> _Reading passage_:
▼▼▼

Avoiding past mistakes

Despite the high tech hunt for coffin colours, there is no plan to repaint the faded coffin of Mer‑Neith‑it‑es.

In the past, precious places and objects have been restored in well‑meaning ways that new information shows to be completely wrong. So, the two scientific illustrators working on the coffin, Dr Bernadette Drabsch and Andrew Howells, from the University of Newcastle, will instead produce a 3D digital recreation of how the coffin would have looked when it was first placed within its tomb.

The process started with a high‑resolution 3D laser scan of the coffin, allowing elements of the coffin to be hugely magnified so the smallest details can be seen. By using digital brushes, textures and lighting effects, the recreation will mimic as closely as possible the wood grain and handmade marks on the original timber.

▲▲▲

> _Given task A_:
Pick out every line of the records below that contains the word "cannon".
The text and the records have no connection to each other.

(Items from a dataset)
▼▼▼

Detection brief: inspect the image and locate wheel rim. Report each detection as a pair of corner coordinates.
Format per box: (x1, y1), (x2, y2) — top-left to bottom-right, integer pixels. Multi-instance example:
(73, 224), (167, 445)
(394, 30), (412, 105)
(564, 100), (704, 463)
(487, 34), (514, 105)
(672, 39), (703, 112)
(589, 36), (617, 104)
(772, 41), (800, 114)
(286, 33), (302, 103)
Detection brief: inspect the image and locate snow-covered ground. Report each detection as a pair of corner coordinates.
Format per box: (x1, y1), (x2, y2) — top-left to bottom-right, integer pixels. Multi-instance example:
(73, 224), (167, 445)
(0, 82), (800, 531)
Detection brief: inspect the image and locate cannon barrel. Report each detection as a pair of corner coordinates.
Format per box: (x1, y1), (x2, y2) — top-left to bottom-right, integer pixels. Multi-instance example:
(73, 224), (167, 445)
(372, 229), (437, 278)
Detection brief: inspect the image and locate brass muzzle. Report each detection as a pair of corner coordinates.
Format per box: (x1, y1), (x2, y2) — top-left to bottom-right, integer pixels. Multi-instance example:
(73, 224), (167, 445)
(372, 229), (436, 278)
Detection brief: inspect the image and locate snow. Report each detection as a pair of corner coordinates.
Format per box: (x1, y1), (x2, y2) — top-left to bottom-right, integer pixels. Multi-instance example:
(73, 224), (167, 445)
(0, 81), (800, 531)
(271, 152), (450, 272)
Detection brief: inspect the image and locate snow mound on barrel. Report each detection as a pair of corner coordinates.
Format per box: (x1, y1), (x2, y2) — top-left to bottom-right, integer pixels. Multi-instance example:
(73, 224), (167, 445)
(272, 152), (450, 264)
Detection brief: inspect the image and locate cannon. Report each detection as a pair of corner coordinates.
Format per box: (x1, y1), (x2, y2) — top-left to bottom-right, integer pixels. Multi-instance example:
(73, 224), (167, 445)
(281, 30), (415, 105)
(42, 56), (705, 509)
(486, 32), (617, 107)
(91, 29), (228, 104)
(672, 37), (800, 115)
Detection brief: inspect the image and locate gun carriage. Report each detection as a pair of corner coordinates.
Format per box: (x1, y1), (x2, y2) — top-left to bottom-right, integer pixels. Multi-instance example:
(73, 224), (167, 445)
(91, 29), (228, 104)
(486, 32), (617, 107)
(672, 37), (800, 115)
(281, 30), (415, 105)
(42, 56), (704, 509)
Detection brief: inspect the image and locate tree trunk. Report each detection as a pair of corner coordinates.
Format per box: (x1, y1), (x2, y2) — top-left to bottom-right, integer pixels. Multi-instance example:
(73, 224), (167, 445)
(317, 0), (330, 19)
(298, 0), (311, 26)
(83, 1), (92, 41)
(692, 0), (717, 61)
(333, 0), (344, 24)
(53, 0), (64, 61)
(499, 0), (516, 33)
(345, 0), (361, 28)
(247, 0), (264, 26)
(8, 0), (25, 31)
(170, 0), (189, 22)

▲▲▲
▼▼▼

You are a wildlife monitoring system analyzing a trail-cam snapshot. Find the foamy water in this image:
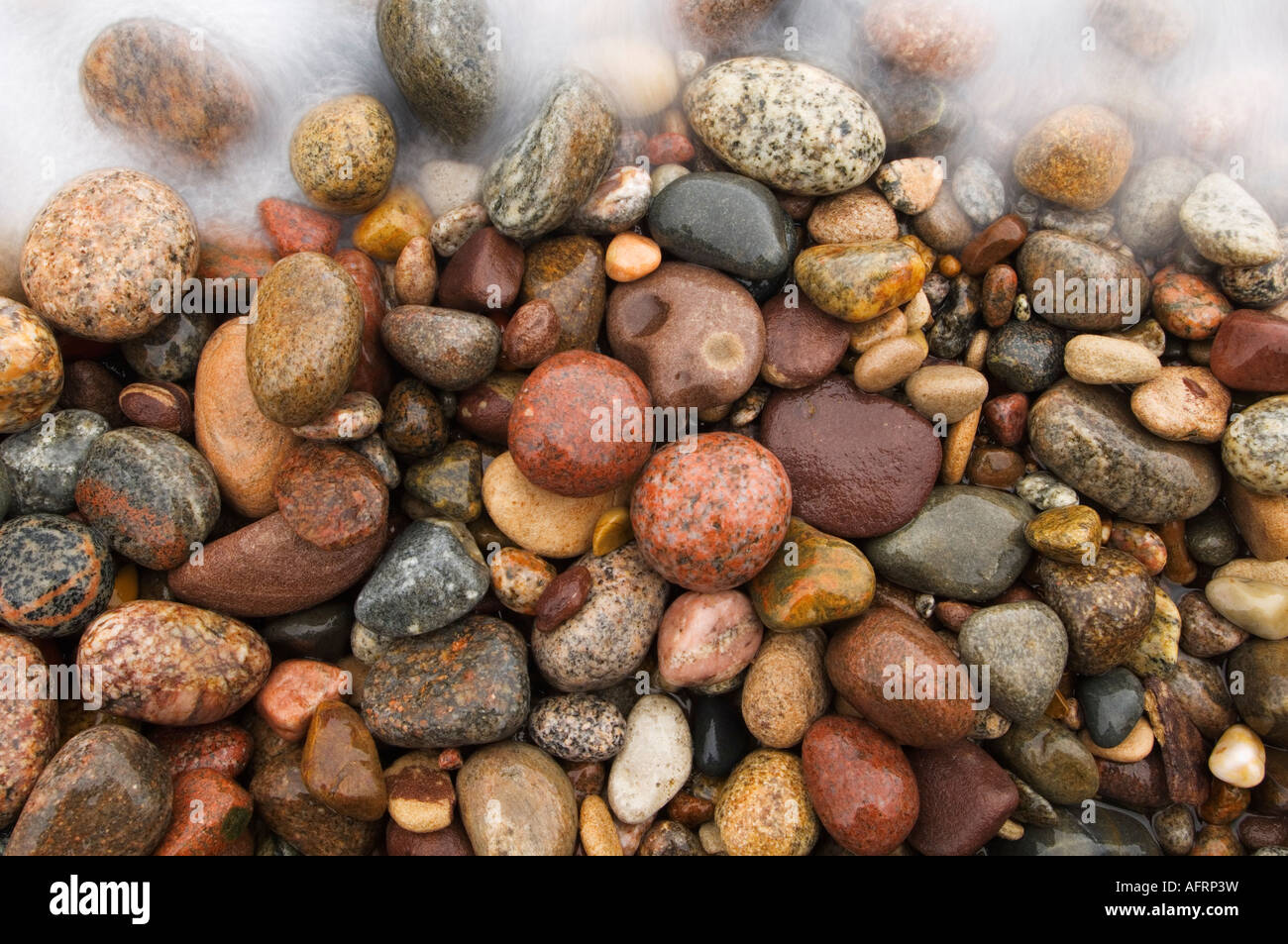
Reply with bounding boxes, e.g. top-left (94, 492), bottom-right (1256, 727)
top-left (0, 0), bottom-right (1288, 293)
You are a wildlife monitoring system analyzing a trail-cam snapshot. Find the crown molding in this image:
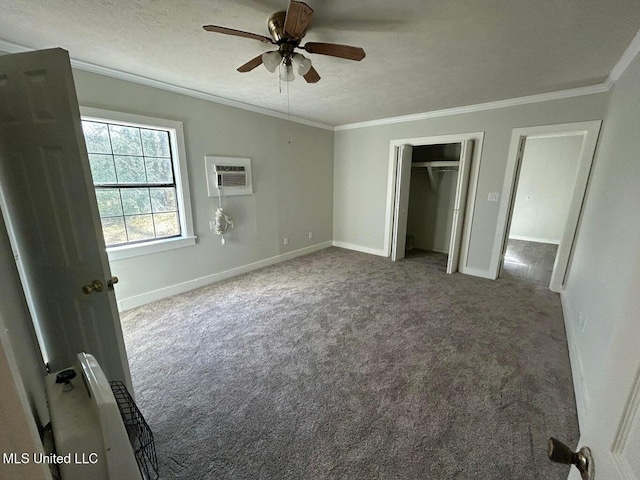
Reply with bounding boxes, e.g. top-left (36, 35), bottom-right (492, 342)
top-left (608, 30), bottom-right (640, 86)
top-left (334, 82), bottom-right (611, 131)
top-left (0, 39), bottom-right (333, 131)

▲▲▲

> _Given task B_:
Answer these questions from the coffin text above:
(i) Who are the two scientific illustrators working on the coffin?
(ii) What did the process start with?
(iii) What will the digital recreation mimic on the original timber?

> _Worked answer A_:
Detection brief: inspect the image and locate cannon barrel. Report each detection as a pair of corner coordinates.
Detection brief: inspect the image and locate cannon. Report each detection as a pair of corner coordinates.

> _Worked answer B_:
(i) Dr Bernadette Drabsch and Andrew Howells, from the University of Newcastle.
(ii) A high-resolution 3D laser scan of the coffin.
(iii) The wood grain and handmade marks.